* Given exercise
Return every line of the data below that contains the word "grass", copied in full. Letter case matters.

________

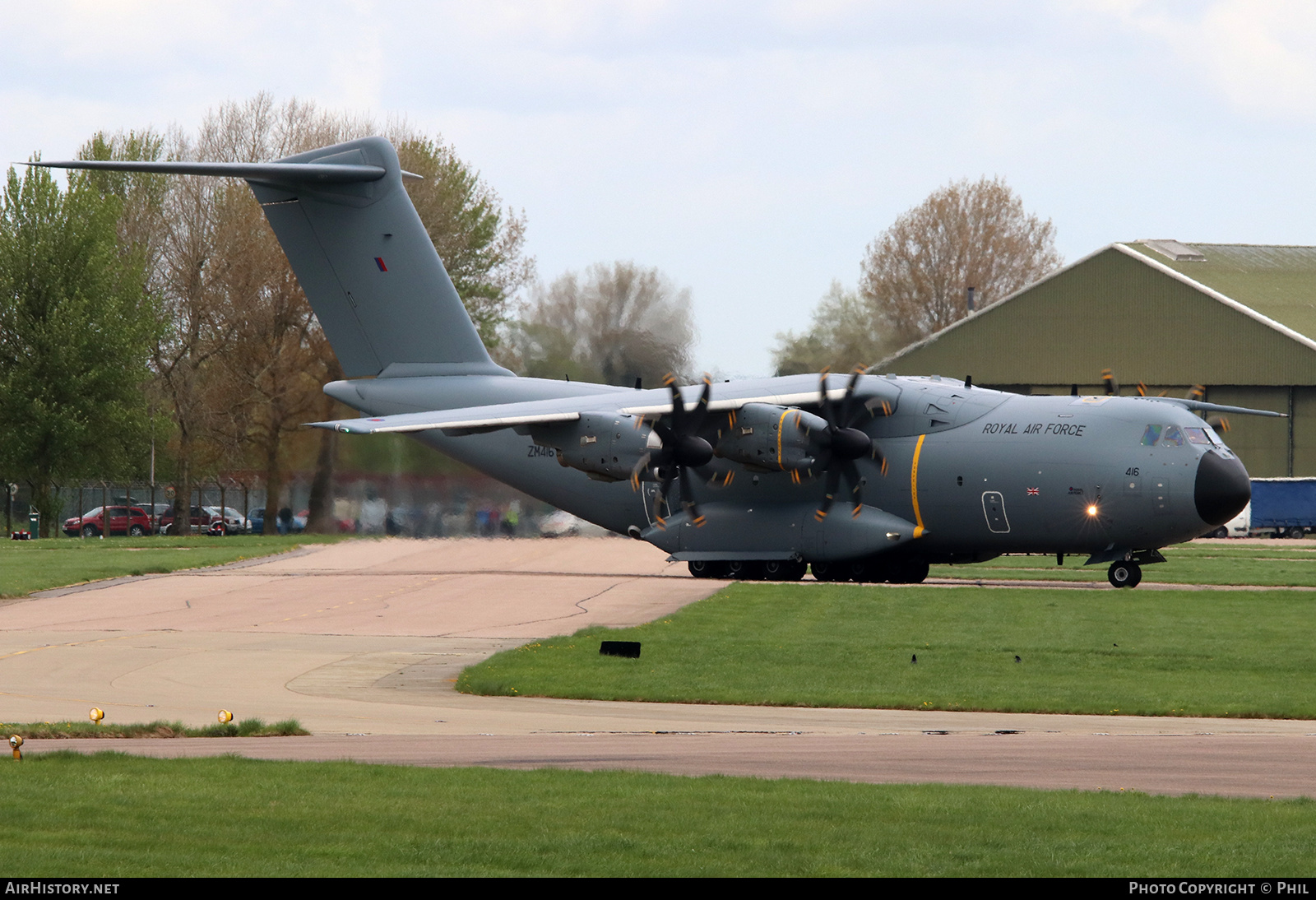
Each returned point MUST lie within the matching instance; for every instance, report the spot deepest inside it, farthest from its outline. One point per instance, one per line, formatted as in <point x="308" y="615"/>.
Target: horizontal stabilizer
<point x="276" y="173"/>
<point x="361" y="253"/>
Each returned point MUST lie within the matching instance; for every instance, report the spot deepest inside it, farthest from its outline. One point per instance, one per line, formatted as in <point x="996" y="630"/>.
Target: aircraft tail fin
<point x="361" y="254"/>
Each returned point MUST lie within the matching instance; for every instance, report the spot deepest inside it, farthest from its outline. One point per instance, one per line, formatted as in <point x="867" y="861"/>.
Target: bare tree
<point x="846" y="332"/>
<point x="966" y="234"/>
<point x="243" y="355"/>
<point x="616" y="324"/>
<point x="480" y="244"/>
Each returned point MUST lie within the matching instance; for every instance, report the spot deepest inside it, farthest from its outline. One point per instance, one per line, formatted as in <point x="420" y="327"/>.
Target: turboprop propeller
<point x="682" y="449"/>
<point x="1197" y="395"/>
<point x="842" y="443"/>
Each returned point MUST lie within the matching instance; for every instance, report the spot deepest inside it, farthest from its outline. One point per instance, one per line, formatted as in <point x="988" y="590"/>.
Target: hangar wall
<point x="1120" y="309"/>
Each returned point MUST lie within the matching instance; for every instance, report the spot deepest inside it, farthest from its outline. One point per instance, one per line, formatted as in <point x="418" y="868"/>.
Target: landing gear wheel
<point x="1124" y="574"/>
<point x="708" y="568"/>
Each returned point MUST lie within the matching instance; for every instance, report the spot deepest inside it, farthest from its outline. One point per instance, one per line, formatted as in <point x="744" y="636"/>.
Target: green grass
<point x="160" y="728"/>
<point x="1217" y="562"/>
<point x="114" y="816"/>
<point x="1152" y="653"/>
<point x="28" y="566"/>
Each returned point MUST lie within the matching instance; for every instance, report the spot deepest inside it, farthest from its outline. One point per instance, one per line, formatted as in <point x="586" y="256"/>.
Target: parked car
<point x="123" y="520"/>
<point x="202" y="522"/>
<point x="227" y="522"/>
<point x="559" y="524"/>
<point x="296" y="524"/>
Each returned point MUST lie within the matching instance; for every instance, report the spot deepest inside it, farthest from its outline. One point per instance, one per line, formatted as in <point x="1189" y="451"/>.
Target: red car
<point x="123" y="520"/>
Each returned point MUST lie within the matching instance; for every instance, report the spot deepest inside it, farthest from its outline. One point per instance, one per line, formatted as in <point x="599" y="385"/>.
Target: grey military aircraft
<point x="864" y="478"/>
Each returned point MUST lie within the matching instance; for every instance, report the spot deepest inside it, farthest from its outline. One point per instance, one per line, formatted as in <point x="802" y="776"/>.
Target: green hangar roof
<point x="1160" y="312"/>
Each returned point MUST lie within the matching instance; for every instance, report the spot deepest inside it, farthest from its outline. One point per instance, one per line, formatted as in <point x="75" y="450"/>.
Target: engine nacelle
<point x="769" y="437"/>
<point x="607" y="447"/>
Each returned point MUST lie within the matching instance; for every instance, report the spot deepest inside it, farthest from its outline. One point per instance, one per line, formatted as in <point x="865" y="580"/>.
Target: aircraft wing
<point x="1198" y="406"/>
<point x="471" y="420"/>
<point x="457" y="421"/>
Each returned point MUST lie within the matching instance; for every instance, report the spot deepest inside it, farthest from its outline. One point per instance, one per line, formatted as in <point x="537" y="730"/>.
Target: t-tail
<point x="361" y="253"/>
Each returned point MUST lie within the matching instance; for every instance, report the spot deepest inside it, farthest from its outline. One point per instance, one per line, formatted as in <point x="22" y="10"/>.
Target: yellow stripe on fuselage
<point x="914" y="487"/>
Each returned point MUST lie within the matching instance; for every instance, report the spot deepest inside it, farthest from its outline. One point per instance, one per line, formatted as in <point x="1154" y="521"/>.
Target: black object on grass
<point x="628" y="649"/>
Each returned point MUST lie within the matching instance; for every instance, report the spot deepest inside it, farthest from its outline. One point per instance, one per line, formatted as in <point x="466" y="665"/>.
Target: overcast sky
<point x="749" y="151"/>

________

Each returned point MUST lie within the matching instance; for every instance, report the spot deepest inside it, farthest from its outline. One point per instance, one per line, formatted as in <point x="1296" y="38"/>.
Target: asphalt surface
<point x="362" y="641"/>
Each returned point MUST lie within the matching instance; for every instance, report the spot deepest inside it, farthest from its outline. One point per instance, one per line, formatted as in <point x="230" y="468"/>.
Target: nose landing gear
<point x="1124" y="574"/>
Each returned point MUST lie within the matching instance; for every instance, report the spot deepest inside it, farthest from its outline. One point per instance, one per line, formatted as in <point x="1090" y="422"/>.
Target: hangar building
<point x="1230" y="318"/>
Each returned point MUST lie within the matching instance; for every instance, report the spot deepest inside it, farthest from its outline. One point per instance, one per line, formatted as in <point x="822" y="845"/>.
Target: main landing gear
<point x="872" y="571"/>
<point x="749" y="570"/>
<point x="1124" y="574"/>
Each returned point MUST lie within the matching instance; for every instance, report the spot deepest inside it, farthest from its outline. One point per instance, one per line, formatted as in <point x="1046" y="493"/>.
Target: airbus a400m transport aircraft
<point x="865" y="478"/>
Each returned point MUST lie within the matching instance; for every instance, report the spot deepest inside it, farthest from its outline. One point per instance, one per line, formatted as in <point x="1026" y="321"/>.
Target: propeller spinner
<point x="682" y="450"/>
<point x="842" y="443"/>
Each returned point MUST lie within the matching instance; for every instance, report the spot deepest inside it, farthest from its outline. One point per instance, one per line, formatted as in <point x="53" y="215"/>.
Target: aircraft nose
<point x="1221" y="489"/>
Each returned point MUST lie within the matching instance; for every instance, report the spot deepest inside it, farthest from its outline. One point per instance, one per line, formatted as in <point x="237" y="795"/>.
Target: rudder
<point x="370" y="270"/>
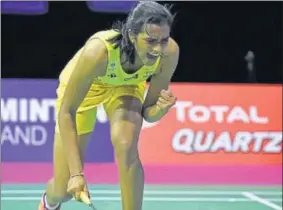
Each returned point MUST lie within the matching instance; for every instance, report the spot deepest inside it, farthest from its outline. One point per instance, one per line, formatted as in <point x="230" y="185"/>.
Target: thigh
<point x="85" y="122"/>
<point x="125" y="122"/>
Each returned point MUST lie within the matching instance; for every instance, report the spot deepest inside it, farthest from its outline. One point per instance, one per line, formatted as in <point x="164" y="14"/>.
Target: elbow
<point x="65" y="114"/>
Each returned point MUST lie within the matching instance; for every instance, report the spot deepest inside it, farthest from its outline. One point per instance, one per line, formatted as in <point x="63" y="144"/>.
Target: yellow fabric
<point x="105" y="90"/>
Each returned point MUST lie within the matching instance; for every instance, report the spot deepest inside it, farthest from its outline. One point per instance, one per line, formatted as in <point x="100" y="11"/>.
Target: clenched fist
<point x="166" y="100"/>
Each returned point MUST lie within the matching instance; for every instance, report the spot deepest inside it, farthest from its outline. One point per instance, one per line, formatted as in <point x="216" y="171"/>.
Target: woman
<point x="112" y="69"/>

________

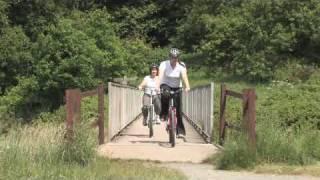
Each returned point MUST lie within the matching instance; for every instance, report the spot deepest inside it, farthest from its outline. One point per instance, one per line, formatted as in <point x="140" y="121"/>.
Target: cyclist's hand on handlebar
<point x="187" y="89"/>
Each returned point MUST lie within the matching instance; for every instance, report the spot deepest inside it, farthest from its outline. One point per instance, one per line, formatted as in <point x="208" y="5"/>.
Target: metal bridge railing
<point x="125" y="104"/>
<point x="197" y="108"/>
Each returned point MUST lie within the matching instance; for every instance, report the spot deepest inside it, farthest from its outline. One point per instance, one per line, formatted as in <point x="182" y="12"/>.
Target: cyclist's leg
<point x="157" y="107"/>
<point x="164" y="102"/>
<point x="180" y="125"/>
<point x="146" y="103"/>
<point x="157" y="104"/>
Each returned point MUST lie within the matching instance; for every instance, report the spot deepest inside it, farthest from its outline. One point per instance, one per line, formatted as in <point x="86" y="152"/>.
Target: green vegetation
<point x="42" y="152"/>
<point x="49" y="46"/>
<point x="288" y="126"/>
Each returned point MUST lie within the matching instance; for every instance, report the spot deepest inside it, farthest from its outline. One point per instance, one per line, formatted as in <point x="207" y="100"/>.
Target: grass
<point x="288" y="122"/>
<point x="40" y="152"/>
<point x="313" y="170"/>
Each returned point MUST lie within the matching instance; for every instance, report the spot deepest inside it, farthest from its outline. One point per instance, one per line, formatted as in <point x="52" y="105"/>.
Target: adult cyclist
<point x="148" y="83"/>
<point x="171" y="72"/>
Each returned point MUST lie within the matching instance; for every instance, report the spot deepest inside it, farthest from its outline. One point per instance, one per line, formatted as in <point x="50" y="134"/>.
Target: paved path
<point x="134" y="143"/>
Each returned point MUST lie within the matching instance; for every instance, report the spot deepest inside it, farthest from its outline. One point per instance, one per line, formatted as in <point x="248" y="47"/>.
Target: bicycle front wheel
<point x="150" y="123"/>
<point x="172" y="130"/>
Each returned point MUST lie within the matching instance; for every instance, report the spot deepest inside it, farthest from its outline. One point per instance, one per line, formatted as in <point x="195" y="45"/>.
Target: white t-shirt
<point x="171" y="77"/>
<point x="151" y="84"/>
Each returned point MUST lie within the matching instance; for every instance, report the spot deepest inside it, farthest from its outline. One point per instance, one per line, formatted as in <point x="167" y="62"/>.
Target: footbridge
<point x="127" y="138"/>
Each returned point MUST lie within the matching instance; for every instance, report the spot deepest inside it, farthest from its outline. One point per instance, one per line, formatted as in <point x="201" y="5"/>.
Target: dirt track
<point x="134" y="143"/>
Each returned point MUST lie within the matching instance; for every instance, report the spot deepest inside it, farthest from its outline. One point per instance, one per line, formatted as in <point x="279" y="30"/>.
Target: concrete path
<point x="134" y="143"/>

________

* Solution for this exercise
Target: green grass
Target: black object on grass
Target: grass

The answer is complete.